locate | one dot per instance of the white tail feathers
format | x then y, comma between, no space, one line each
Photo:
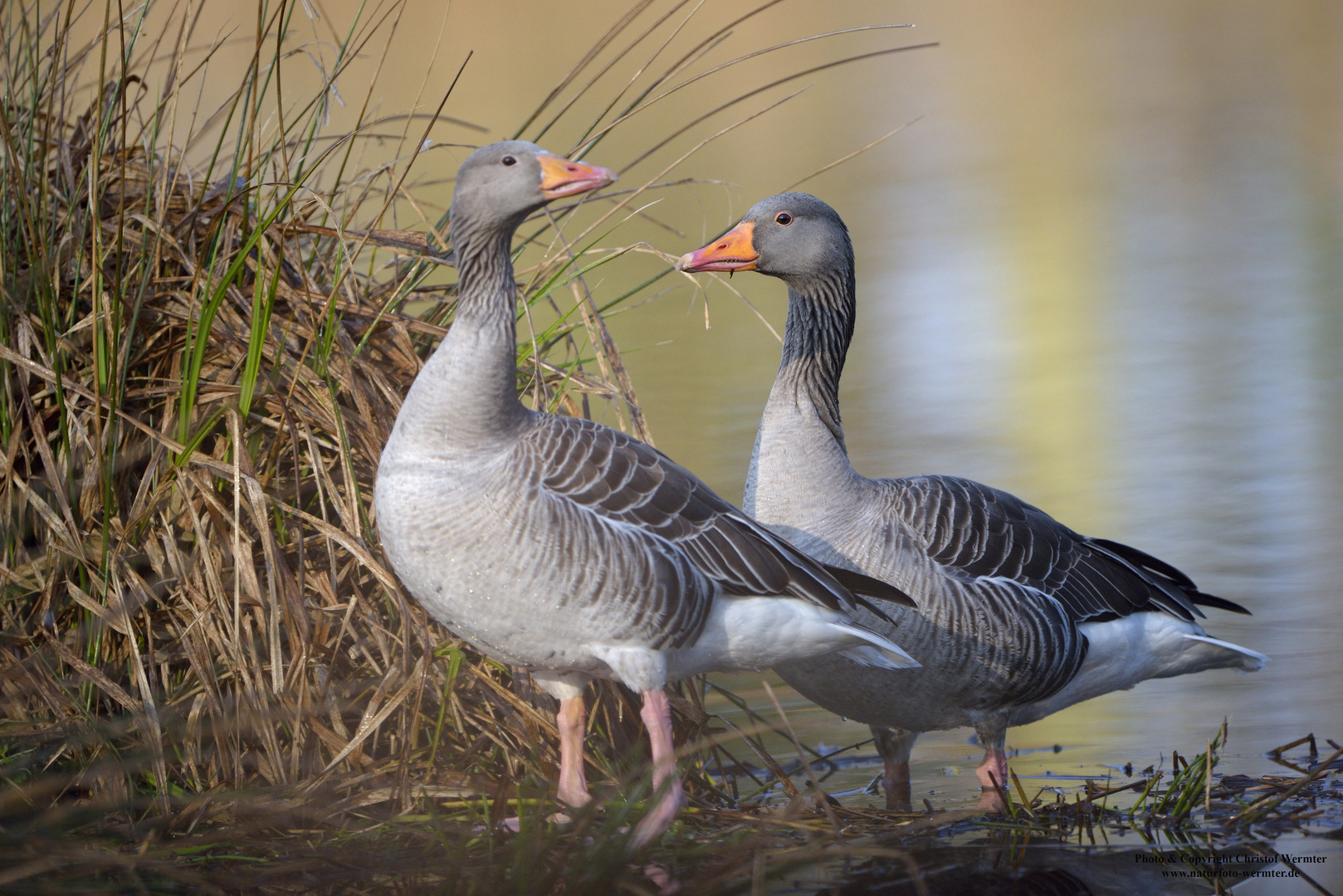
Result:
877,653
1253,661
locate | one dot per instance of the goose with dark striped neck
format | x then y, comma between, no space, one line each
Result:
1017,614
569,548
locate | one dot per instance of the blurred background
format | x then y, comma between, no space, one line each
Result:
1101,268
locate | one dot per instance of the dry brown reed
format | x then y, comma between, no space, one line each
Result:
200,360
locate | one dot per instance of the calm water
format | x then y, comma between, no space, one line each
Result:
1103,270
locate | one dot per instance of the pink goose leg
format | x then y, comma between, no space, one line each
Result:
573,723
657,719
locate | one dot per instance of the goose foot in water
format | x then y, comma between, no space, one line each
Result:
895,746
993,737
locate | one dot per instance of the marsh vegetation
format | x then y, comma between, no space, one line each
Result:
208,677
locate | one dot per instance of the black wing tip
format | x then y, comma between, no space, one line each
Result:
1221,603
864,586
1143,559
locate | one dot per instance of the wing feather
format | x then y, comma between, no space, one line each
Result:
977,533
618,479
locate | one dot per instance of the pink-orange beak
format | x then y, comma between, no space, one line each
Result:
731,251
564,178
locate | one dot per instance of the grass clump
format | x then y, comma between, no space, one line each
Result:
206,328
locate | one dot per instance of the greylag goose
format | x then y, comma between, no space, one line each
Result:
1017,614
569,548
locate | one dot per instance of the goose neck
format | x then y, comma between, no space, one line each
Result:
801,437
466,395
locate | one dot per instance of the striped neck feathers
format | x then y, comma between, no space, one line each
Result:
815,340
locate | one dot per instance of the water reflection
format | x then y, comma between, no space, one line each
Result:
991,868
1101,271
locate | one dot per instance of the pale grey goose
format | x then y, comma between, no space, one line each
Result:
1017,614
567,547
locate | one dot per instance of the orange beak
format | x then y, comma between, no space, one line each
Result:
564,178
731,251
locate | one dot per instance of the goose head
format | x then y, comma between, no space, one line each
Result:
794,236
500,184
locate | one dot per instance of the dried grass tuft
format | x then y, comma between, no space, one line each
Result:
206,331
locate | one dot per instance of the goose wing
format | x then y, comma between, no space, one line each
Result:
622,480
979,533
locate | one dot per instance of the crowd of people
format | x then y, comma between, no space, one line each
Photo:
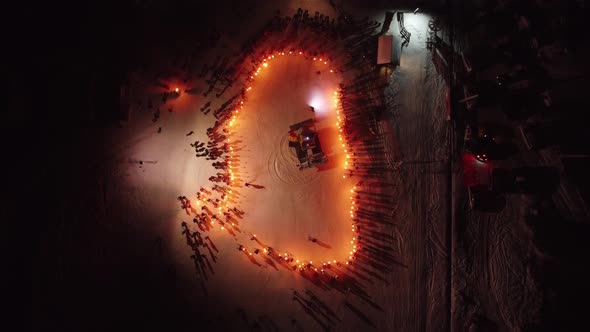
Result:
361,103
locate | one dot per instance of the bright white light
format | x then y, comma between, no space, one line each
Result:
418,21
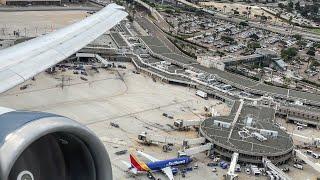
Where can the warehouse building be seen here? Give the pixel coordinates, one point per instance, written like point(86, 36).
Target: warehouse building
point(250, 131)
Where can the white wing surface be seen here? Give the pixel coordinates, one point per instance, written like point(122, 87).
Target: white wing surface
point(23, 61)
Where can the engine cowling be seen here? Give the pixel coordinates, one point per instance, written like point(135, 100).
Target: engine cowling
point(45, 146)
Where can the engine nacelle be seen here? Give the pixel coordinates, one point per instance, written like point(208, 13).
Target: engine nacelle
point(44, 146)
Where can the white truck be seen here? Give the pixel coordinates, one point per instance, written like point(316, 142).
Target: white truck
point(186, 124)
point(202, 94)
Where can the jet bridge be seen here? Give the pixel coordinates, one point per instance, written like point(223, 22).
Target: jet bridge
point(315, 166)
point(231, 175)
point(267, 163)
point(196, 150)
point(97, 56)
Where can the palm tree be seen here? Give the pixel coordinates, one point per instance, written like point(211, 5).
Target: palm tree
point(290, 22)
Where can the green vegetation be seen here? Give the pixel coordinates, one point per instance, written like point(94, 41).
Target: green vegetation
point(297, 36)
point(254, 45)
point(243, 23)
point(311, 51)
point(314, 63)
point(289, 53)
point(228, 39)
point(316, 30)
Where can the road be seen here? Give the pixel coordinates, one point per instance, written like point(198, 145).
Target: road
point(269, 27)
point(49, 8)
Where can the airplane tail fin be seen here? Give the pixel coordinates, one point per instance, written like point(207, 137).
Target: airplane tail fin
point(140, 166)
point(134, 162)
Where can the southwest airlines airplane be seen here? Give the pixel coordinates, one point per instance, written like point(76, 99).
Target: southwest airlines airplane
point(166, 166)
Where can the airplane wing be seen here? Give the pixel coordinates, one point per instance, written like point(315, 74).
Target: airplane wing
point(25, 60)
point(128, 165)
point(151, 158)
point(168, 172)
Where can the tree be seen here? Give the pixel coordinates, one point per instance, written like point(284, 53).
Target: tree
point(254, 45)
point(297, 36)
point(289, 53)
point(228, 39)
point(297, 6)
point(311, 51)
point(281, 5)
point(243, 23)
point(290, 6)
point(254, 36)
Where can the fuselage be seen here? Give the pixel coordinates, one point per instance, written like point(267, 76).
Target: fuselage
point(158, 165)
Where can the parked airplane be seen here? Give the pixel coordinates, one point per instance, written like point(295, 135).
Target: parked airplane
point(166, 166)
point(24, 134)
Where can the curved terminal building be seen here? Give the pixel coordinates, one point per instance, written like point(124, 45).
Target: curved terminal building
point(251, 132)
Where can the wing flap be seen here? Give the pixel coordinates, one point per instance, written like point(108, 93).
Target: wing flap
point(25, 60)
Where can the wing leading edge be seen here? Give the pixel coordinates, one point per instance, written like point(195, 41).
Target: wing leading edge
point(25, 60)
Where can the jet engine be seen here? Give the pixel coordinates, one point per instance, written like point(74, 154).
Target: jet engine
point(45, 146)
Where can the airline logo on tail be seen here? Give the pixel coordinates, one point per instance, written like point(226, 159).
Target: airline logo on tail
point(140, 166)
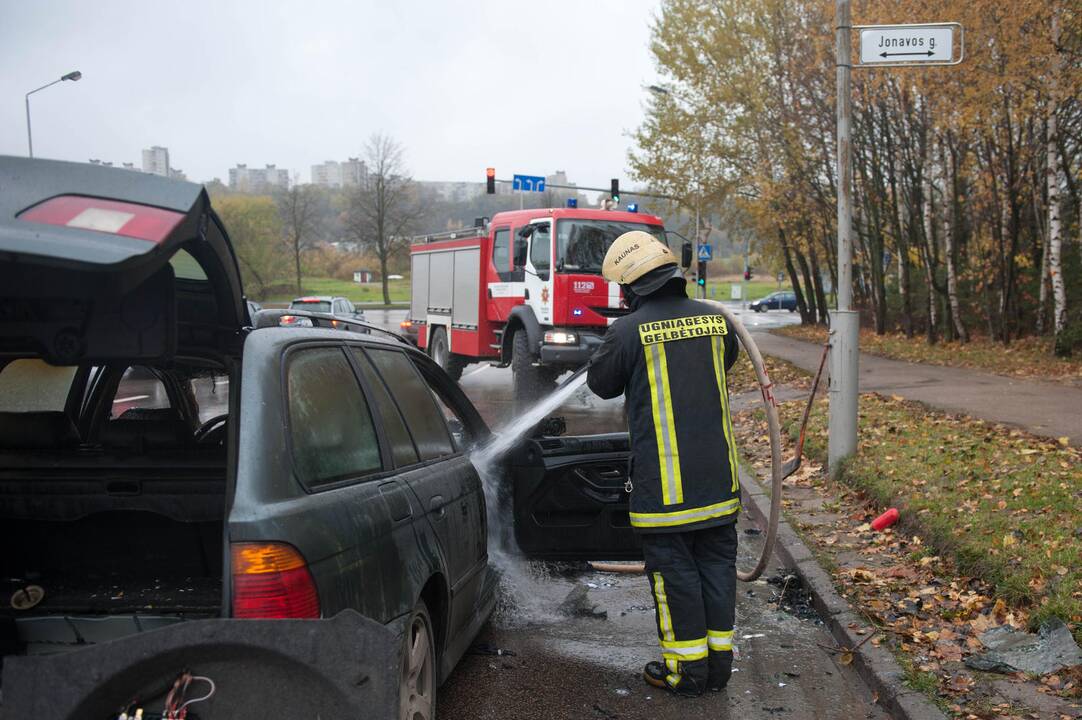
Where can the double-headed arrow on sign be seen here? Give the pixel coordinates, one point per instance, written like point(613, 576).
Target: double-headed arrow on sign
point(899, 54)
* * * *
- Exercise description
Every line should be retyped exactly, with the pictures omitted.

- Finished task
locate | one dot per instance of the white tail feathers
format | x then y, comma between, no space, one line each
Photo:
Result:
877,653
1253,661
locate | one dot per instance of the goose with dark striped neck
format | x then y, comma between, no space, one line each
Result:
1017,614
569,548
locate | one dot per instance of the blurred background
format | x then y, comma between, no space, one line each
Result:
1101,268
locate | one dot per instance of the dry brown reed
format | x then y, comma between, no space, one line each
Result:
200,360
locate | one dot per instance of the calm water
format | x then y, comma between, no space, one line each
Result:
1103,270
locate | one dot per instance of the pink goose leg
format | x then y, comma between, no space, one line each
Result:
573,723
657,719
locate | one dot per instance of the goose foot in water
format | x then y, comma between, no space, one line each
Result:
895,746
993,737
locate | one dot per instance of the marsh vegetation
format | x then y, comma between, no space, one line each
Result:
208,677
locate | one dot per instance of the black wing tip
format | x then y, comma between, no space, one line each
Result:
1221,603
864,586
1143,559
locate | one dot per instance of the wing feather
format | x then y, comma between, no space, one line each
Result:
977,533
618,479
locate | one dot per instance of the pink-orange beak
format | x then y, comma between, no space, one line each
Result:
731,251
564,178
locate | one dot per instance of the grass clump
format | x then y, comma between, no space, one line each
Result:
206,328
locate | one dot per instance of the greylag goose
format | x then y, comma between, no space, one line each
Result:
1017,614
569,548
locate | one dot per instance of the goose neck
format | x then y, comma between, no space, one line each
Result:
801,437
466,395
locate | one dot per instance of the striped neck feathers
format | x then y, comma between, no space, one line each
Result:
815,340
locate | one dot per instance of the water reflection
format | x then y, comma between, no space, one line each
Result:
991,868
1101,271
locate | one dot per instance of the pale grey goose
format | x then y, comma between, no space, one line each
Result:
1017,614
567,547
locate | one dot per instance of the orange beak
format | x then y, comma between, no space, one line each
Result:
564,178
731,251
locate | one dot per instance of the goose head
format | x then y, comma between, no space, one line each
Result:
794,236
500,184
locate | one dot per instance of the dried grass tuft
format | x then y, comma between, no space, one line each
Result:
206,331
locate | one dot per instance of the goose wing
format | x then y, comma between, no space, one line each
Result:
622,480
979,533
locate | one dot per instance of the crowd of people
format | x then y, comma between, no space, one line each
Photo:
Result:
361,103
locate | one dot per instance of the bright white light
format | x then y, comma between, no space, one line each
Result:
418,21
Where can the warehouse building be seen here? Give the pixel coordinates, one point per instance, written like point(86, 36).
Target: warehouse building
point(250, 131)
Where can the white wing surface be seen here? Give the pixel coordinates, one point per instance, written like point(122, 87).
Target: white wing surface
point(23, 61)
Where can the engine cowling be seen here? Give the pixel coordinates, one point per instance, written like point(135, 100).
Target: engine cowling
point(45, 146)
Where can the engine nacelle be seen here? Give the pixel coordinates, one point per instance, written like point(208, 13).
Target: engine nacelle
point(44, 146)
Where can the white truck be seen here? Give the pixel coordinates, one point per instance, written like point(316, 142).
Target: white truck
point(186, 124)
point(202, 94)
Where can the jet bridge be seen here? Give the pixel coordinates, one point per instance, written like point(223, 22).
Target: jet bridge
point(315, 166)
point(231, 175)
point(267, 163)
point(196, 150)
point(97, 56)
Where can the palm tree be seen here? Give the pixel coordinates, one point per instance, written like point(211, 5).
Target: palm tree
point(290, 22)
Where can the green vegetation be seen here? Give the pixel coordinates, one point per instance, written like point(94, 41).
Target: green vegetation
point(297, 36)
point(254, 45)
point(243, 23)
point(311, 51)
point(314, 63)
point(289, 53)
point(228, 39)
point(316, 30)
Where can the road be seen here? Give the pixel coordinates, one point per instance, written like point(198, 145).
Target: road
point(269, 27)
point(49, 8)
Where can the airplane tail fin be seen here? Give the pixel coordinates, one point per instance, written like point(207, 137).
Target: airplane tail fin
point(140, 166)
point(134, 162)
Where can the southwest airlines airplane be seen here? Give the pixel coordinates, one point per instance, written like point(76, 99).
Target: southwest airlines airplane
point(166, 166)
Where can the airplane wing be seen here? Give the pixel coordinates, one point per instance, written like point(315, 74).
Target: airplane wing
point(25, 60)
point(128, 165)
point(151, 158)
point(168, 172)
Where can the tree be seen here? Give the pixel coordinates, one point per instance, written like point(284, 53).
Target: tree
point(254, 45)
point(297, 36)
point(289, 53)
point(228, 39)
point(297, 6)
point(311, 51)
point(281, 5)
point(243, 23)
point(290, 6)
point(254, 36)
Where can the fuselage be seen here? Give the pixel coordinates, one point per instance, written like point(267, 76).
Target: fuselage
point(158, 165)
Where can the parked airplane be seen here? Give the pixel coordinates, one point per instance, written like point(295, 135).
Target: parked airplane
point(166, 166)
point(24, 134)
Where can the curved terminal building be seen here? Give the pixel coordinates, one point per instance, written like point(124, 45).
Target: curved terminal building
point(251, 132)
Where can the wing flap be seen here? Give the pixel coordinates, one point per instance, written like point(108, 93).
Target: wing flap
point(25, 60)
Where can the wing leading edge be seen here? Give the pixel coordinates, one point per instance, written like point(195, 41).
Target: wing leading edge
point(25, 60)
Where can the jet engine be seen here? Give the pixel coordinates, one point per instance, written like point(74, 154).
Target: jet engine
point(45, 146)
Where can the airline logo on tail be seen here? Give the pixel coordinates, one point per instance, written like point(226, 159).
Target: airline logo on tail
point(140, 166)
Where can the double-headed arrow on sign be seen here? Give the pixel coordinates, one point per instance, written like point(613, 576).
Target: double-headed arrow on sign
point(899, 54)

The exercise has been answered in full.